§ **WHAT THE TASK ASKS**:
Please report each line below that contains the word "segment", copying every such line in full.

§ **DATA PROVIDED**:
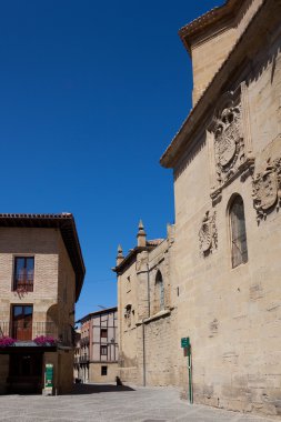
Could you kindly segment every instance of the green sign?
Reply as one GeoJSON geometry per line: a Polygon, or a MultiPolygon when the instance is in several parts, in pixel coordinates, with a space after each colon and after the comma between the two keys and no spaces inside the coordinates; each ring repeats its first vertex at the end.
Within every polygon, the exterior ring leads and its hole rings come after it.
{"type": "Polygon", "coordinates": [[[44,388],[52,389],[53,388],[53,364],[47,363],[44,370],[44,388]]]}
{"type": "Polygon", "coordinates": [[[189,348],[189,346],[190,346],[189,336],[183,336],[183,338],[181,339],[181,346],[182,346],[182,348],[189,348]]]}

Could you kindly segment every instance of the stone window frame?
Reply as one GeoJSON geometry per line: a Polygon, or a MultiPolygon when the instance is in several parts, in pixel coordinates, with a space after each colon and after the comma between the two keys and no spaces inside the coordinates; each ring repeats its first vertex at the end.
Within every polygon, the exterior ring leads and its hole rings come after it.
{"type": "Polygon", "coordinates": [[[229,244],[231,268],[235,269],[249,261],[248,241],[247,241],[247,222],[244,212],[244,201],[240,193],[233,193],[228,202],[227,208],[229,225],[229,244]],[[240,204],[240,212],[243,214],[242,223],[234,218],[233,207],[240,204]],[[234,239],[234,240],[233,240],[234,239]]]}
{"type": "Polygon", "coordinates": [[[155,301],[159,302],[159,311],[163,311],[165,309],[165,300],[164,300],[164,280],[162,275],[162,271],[157,269],[155,273],[155,301]]]}

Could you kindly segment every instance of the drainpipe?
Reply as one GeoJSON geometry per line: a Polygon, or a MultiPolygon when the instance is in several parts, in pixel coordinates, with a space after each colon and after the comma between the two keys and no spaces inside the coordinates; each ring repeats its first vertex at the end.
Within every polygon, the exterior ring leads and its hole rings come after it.
{"type": "Polygon", "coordinates": [[[149,318],[150,318],[150,278],[149,278],[149,264],[147,263],[148,269],[148,307],[149,307],[149,318]]]}
{"type": "Polygon", "coordinates": [[[145,331],[144,321],[142,320],[142,368],[143,368],[143,386],[147,385],[147,362],[145,362],[145,331]]]}

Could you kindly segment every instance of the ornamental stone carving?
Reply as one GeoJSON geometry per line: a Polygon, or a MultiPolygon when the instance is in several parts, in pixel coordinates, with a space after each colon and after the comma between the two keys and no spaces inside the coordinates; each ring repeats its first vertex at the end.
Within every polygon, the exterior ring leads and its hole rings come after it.
{"type": "Polygon", "coordinates": [[[218,248],[218,230],[215,225],[215,212],[210,215],[207,211],[199,230],[199,249],[203,257],[218,248]]]}
{"type": "Polygon", "coordinates": [[[279,209],[281,204],[281,158],[268,159],[264,170],[253,178],[253,205],[257,220],[265,219],[267,214],[279,209]]]}
{"type": "Polygon", "coordinates": [[[224,183],[237,170],[244,157],[241,133],[241,104],[225,107],[215,119],[214,159],[217,180],[224,183]]]}
{"type": "Polygon", "coordinates": [[[220,201],[223,187],[253,172],[248,88],[242,82],[235,91],[218,99],[218,107],[207,131],[209,145],[211,199],[220,201]]]}

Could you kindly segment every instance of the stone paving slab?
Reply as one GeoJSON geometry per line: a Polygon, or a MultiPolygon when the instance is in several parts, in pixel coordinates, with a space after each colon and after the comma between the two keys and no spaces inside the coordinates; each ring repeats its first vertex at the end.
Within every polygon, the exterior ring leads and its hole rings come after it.
{"type": "Polygon", "coordinates": [[[60,396],[2,395],[0,422],[272,422],[280,418],[190,405],[171,388],[76,385],[60,396]]]}

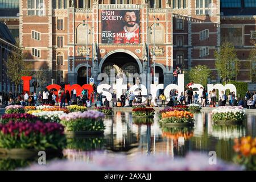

§ **EXERCISE SOLUTION**:
Could you kindly segment every instance of the green sign?
Could you kindly segment every instance of the stone window frame?
Could you kindly segment every instance of the drainpipe?
Could you kindly segment every instance of the ornamental stone carving?
Could you kindly segment every instance of the stone paving slab?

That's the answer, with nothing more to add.